Brief >> If a record contains a picture, leave the picture out and copy everything else exactly.

Data to use >>
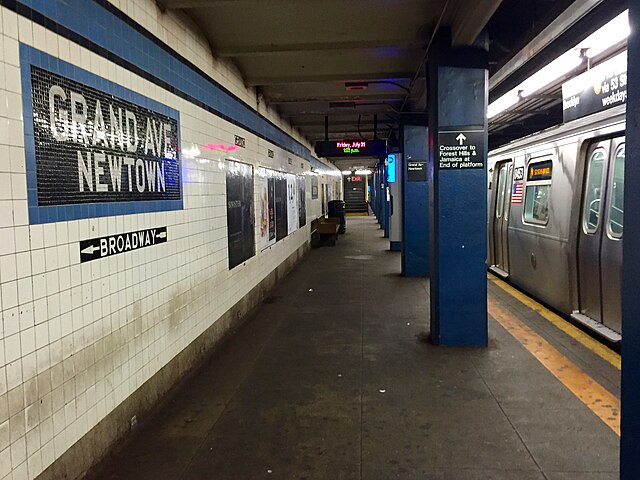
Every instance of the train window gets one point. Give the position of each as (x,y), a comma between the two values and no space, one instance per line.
(616,208)
(593,191)
(502,178)
(538,192)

Solution below >>
Every instance of the train window gets one point. Give the position of each as (x,y), a comma between the two values and no space, one instance per line.
(616,208)
(593,191)
(502,178)
(538,192)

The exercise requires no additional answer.